> **Document section**
REASON FOR SEEKING STOCKHOLDER APPROVAL
Under Delaware law, our certificate of incorporation, as amended, and our bylaws, we are not required to obtain stockholder approval in connection with the Enerwise acquisition or the issuance of shares of common stock or convertible notes to the former holders of Enerwise securities, and only the approval of our board of directors would be required for us to consummate the Enerwise acquisition. However, because our common stock is traded on the Nasdaq Global Market, we are subject to the Marketplace Rules of the National Association of Securities Dealers. Marketplace Rule 4350(i)(1)(C) requires stockholder approval prior to our issuance of common stock or securities convertible into or exchangeable for our common stock in connection with an acquisition of assets of another company if a director or substantial shareholder of ours will receive 5% or more of the consideration to be paid in the transaction and if the issuance could result in an increase in our outstanding common stock of 5% or more. Due to the ownership interest of funds affiliated with EnerTech Capital Partners in Enerwise and Comverge and because the issuance of the Approval Shares would represent an increase in our outstanding common stock of more than 5%, we are required by the Nasdaq Marketplace Rules to obtain stockholder approval of the issuance of the Approval Shares. We believe it is in the best interests of Comverge and our stockholders that the Approval Shares be issued in connection with the closing of the acquisition of Enerwise.
BOARD RECOMMENDATION
THE COMVERGE BOARD OF DIRECTORS RECOMMENDS THAT STOCKHOLDERS VOTE “FOR” THE APPROVAL OF THE ISSUANCE OF THE APPROVAL SHARES UPON CONSUMMATION OF THE ACQUISITION PURSUANT TO THE ENERWISE AGREEMENT, AND PROXIES EXECUTED AND RETURNED WILL BE SO VOTED UNLESS CONTRARY INSTRUCTIONS ARE INDICATED THEREON.
OTHER BUSINESS
The board of directors knows of no business that will come before the special meeting except that indicated above. However, if any other matters are properly brought before the special meeting, it is intended that the persons acting under the proxy will vote thereunder in accordance with their best judgment.

> **What you need to do**
A. Rewrite everything from "BOARD RECOMMENDATION" down to "their best judgment." in the proxy statement excerpt, putting "annual meeting" in place of "special meeting".
B. Translate this sentence from the proxy statement excerpt into Spanish: "The board of directors knows of no business that will come before the special meeting except that indicated above."
The lines after this aren't needed.

> **Data records**
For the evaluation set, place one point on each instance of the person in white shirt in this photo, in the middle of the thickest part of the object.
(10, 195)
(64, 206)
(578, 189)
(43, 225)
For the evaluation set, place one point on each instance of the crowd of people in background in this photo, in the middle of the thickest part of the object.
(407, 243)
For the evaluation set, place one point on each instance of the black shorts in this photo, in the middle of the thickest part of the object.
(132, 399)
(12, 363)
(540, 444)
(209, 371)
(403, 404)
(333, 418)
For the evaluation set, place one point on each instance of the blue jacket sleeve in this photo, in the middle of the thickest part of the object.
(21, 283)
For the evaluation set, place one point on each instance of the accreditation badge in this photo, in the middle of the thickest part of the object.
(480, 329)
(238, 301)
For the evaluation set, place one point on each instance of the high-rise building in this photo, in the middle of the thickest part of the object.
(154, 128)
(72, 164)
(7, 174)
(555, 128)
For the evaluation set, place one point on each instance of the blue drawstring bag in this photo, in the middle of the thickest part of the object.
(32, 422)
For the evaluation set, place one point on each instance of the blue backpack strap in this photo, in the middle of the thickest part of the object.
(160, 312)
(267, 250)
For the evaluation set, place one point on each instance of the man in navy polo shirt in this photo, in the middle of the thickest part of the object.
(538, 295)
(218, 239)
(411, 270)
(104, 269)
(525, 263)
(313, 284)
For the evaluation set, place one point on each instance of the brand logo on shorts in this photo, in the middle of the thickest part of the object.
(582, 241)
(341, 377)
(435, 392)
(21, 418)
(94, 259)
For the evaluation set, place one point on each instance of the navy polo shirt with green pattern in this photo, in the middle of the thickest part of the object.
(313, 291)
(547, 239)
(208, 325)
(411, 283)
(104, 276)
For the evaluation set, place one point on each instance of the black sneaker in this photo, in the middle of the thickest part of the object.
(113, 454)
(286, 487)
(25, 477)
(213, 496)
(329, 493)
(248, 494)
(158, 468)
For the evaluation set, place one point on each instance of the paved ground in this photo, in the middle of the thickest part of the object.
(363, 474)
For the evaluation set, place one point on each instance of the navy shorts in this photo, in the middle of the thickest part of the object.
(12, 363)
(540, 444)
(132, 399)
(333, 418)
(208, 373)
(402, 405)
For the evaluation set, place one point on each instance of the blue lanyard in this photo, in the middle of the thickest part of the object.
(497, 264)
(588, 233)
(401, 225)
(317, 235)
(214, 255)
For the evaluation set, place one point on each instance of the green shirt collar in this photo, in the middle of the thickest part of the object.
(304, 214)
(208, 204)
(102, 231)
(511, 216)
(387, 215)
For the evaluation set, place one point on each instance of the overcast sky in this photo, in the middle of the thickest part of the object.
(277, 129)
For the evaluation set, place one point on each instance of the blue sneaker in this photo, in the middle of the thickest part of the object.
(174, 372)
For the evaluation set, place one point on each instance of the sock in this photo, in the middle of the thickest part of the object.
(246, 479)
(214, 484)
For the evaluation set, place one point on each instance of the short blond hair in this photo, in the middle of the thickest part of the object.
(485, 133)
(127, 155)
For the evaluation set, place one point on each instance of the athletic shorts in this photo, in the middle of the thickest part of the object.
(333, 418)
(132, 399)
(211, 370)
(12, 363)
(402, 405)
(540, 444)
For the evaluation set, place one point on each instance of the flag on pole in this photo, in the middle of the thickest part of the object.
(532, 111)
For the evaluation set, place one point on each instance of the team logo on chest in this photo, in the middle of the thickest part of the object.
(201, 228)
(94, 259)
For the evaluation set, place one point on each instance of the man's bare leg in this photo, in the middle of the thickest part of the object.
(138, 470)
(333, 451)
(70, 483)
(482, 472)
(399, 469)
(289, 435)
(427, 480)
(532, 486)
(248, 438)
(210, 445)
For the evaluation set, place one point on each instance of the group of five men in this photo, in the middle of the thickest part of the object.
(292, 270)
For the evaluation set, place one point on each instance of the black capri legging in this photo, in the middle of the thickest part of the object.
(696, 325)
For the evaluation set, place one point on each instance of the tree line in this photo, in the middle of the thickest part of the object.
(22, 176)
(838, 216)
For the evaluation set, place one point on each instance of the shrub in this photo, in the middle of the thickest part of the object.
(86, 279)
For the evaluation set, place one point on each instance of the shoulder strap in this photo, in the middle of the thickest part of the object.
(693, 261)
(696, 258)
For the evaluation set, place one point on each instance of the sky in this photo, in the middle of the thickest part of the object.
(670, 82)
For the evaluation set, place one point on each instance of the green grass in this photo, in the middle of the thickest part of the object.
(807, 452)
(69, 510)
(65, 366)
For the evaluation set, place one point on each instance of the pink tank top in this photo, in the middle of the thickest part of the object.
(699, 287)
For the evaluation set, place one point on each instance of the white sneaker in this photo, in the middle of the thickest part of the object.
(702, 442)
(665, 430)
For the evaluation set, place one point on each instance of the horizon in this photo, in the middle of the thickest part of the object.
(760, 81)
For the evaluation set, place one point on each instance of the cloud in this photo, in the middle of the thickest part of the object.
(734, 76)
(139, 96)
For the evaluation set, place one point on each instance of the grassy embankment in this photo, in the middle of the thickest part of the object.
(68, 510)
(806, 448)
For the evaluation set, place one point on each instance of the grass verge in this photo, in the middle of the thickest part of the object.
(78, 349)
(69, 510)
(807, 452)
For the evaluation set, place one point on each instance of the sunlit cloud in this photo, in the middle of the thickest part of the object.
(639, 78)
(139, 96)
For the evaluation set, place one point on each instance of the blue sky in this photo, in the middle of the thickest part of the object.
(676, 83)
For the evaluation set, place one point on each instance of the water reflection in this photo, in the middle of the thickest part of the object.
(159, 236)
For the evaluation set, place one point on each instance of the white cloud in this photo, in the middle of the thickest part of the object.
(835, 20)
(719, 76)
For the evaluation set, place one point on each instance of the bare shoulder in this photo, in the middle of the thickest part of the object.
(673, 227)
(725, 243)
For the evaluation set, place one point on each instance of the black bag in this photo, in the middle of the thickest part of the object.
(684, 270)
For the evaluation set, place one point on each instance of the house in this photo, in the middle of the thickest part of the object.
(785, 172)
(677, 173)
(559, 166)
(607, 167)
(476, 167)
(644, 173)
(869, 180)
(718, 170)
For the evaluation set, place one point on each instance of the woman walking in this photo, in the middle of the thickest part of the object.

> **Written answers**
A.
BOARD RECOMMENDATION
THE COMVERGE BOARD OF DIRECTORS RECOMMENDS THAT STOCKHOLDERS VOTE “FOR” THE APPROVAL OF THE ISSUANCE OF THE APPROVAL SHARES UPON CONSUMMATION OF THE ACQUISITION PURSUANT TO THE ENERWISE AGREEMENT, AND PROXIES EXECUTED AND RETURNED WILL BE SO VOTED UNLESS CONTRARY INSTRUCTIONS ARE INDICATED THEREON.
OTHER BUSINESS
The board of directors knows of no business that will come before the annual meeting except that indicated above. However, if any other matters are properly brought before the annual meeting, it is intended that the persons acting under the proxy will vote thereunder in accordance with their best judgment.

B. El consejo de administración no tiene conocimiento de ningún asunto que vaya a presentarse ante la junta extraordinaria, salvo el indicado anteriormente.